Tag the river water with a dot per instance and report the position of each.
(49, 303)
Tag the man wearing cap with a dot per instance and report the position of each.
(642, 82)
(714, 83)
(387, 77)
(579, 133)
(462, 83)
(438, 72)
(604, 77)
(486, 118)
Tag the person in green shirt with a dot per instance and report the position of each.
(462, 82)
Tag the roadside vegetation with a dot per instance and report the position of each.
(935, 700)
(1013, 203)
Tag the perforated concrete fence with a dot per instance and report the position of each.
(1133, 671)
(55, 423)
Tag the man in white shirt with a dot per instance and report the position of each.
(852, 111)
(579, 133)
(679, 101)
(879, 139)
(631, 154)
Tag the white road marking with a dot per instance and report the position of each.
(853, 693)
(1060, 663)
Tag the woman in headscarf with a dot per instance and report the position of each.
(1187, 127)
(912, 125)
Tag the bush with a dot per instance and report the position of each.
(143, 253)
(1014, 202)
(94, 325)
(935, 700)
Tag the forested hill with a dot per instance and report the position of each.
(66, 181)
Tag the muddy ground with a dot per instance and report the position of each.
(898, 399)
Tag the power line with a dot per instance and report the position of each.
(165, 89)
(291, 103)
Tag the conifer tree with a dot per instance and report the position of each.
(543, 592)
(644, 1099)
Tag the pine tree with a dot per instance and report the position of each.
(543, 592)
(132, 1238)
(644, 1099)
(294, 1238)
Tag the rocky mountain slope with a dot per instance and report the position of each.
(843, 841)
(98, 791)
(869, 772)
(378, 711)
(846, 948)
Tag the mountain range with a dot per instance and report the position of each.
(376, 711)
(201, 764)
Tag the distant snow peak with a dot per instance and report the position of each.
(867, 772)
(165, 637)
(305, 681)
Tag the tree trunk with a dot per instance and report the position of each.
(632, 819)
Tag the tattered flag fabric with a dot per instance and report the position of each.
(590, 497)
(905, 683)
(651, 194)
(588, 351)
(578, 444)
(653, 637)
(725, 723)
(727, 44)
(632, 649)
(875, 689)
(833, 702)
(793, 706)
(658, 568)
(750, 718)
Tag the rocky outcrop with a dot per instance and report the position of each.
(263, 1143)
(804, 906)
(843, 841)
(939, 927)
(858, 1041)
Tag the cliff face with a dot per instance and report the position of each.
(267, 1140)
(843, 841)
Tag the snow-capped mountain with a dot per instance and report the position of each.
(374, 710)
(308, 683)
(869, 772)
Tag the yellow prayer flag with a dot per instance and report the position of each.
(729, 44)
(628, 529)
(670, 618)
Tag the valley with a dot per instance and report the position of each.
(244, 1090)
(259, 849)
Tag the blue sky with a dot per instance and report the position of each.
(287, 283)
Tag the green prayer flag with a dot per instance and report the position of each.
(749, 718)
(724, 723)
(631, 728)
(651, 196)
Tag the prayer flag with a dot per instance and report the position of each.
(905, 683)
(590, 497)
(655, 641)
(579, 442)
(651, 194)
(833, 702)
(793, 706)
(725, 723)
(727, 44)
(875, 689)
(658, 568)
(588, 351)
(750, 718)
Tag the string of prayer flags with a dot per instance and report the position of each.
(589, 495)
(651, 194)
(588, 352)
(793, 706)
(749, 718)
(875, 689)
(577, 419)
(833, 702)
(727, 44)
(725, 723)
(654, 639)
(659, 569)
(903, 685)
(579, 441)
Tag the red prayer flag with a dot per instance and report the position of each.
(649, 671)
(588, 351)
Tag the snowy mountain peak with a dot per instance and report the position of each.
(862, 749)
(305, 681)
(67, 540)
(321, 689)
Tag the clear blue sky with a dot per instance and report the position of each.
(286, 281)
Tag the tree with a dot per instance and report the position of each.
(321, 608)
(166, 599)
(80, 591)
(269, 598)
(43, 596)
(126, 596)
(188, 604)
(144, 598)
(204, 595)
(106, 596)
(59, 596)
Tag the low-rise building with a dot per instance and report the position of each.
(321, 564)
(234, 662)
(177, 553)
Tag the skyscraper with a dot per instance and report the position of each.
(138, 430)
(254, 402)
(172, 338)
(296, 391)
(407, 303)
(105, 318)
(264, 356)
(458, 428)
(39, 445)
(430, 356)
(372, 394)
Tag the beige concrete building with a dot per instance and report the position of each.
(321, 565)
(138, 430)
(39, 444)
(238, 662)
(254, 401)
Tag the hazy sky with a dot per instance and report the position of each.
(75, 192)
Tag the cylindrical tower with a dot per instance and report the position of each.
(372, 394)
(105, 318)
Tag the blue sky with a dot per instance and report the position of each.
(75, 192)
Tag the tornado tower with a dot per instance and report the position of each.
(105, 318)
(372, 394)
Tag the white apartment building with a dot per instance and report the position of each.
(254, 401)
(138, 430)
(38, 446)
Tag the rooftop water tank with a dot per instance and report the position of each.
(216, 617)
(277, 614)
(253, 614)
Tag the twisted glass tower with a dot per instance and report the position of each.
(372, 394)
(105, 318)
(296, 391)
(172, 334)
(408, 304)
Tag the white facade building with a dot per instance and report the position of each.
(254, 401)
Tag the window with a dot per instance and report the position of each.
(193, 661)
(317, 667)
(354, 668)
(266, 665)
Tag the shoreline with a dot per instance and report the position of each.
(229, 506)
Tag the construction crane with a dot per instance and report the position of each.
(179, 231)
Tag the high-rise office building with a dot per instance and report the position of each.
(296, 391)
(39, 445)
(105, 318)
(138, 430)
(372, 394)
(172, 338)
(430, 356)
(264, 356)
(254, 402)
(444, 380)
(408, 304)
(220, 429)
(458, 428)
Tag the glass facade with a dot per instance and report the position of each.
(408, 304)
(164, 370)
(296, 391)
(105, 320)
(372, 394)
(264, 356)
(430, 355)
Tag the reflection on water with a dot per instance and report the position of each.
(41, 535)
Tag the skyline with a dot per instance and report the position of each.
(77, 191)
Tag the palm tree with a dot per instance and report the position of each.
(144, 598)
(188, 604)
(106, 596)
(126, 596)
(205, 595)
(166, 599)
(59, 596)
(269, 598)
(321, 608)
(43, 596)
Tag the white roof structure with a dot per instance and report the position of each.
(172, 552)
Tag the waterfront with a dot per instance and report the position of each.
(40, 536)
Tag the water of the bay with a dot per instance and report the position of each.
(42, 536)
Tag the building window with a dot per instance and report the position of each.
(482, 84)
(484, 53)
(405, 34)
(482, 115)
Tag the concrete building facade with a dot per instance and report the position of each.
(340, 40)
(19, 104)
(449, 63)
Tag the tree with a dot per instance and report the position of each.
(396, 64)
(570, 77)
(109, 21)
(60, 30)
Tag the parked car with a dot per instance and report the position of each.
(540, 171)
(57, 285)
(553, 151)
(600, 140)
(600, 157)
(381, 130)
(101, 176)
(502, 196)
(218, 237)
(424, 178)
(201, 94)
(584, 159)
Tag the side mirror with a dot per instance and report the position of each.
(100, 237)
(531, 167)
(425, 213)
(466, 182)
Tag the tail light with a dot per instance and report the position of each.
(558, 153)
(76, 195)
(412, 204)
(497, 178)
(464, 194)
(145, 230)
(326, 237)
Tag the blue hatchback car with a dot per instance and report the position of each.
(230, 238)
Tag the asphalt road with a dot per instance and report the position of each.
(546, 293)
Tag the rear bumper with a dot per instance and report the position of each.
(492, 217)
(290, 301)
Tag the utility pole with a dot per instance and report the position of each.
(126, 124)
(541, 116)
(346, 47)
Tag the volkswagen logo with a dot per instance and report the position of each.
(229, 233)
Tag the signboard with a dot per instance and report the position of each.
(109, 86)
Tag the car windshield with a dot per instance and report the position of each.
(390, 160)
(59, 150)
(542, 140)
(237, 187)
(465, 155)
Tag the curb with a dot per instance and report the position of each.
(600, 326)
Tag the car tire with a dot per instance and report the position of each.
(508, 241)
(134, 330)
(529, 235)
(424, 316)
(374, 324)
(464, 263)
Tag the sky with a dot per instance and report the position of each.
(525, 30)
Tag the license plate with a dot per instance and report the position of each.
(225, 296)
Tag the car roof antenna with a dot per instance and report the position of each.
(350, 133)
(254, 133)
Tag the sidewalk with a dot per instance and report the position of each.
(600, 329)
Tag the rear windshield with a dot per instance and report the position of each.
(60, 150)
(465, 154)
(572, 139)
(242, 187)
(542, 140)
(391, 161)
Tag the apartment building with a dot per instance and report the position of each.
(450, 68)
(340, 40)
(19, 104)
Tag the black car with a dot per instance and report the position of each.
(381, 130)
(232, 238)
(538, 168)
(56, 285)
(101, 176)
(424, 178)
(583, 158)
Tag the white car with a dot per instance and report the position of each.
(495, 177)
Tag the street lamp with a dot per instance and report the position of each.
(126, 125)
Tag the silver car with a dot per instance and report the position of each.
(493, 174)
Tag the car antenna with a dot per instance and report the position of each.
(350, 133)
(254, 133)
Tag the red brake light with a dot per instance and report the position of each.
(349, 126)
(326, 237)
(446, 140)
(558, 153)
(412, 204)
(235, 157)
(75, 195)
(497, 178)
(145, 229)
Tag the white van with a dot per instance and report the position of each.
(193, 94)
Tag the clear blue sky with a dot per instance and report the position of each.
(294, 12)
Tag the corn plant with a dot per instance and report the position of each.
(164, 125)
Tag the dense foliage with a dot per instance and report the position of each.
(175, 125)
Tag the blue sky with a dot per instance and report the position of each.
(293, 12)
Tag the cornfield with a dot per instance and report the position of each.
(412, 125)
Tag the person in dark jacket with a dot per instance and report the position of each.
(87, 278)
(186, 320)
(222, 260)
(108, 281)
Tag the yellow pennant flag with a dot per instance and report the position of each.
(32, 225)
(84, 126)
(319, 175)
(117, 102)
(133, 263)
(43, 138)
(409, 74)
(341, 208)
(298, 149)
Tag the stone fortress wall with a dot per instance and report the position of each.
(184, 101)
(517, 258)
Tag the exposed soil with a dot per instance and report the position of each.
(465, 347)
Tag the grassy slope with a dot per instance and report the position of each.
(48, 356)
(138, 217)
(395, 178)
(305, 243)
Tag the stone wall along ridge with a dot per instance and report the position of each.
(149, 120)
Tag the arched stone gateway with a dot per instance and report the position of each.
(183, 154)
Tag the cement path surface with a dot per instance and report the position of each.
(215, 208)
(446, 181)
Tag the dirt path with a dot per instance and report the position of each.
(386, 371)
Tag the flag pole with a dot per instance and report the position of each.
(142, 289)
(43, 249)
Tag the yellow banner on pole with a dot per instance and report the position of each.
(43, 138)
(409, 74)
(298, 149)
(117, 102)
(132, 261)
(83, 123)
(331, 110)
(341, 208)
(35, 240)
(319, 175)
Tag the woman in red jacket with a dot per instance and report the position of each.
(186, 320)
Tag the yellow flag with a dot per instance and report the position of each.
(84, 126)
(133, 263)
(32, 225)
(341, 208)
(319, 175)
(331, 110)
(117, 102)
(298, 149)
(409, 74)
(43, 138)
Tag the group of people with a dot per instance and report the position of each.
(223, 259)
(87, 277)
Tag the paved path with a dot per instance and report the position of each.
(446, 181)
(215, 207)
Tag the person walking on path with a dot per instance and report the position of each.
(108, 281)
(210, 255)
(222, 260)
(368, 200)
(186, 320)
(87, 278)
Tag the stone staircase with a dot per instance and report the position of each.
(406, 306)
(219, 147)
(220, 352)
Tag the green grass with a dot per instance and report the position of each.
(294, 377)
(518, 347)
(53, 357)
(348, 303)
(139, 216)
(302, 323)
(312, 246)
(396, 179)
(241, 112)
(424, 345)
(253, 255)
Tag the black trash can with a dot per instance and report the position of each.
******************************
» **Given request**
Would you quote, exactly and only, the lines from the one containing "Tag the group" to the end of the entries?

» **The completed task**
Tag the group of people with a dot per instance and report the position of each.
(223, 259)
(87, 277)
Tag the paved path with a dot per instance and report the position of each.
(446, 181)
(215, 207)
Tag the person walking on path with a dot per instance and report the position of each.
(108, 281)
(210, 255)
(222, 260)
(368, 200)
(186, 320)
(87, 278)
Tag the stone staircase with a dot per instance and report the position of each.
(406, 306)
(219, 147)
(220, 352)
Tag the green grass with a dot per instance and report the position of each.
(294, 377)
(518, 347)
(53, 357)
(348, 303)
(139, 216)
(302, 323)
(312, 246)
(396, 179)
(241, 112)
(424, 345)
(253, 255)
Tag the black trash can with a dot per instance and report the position of each.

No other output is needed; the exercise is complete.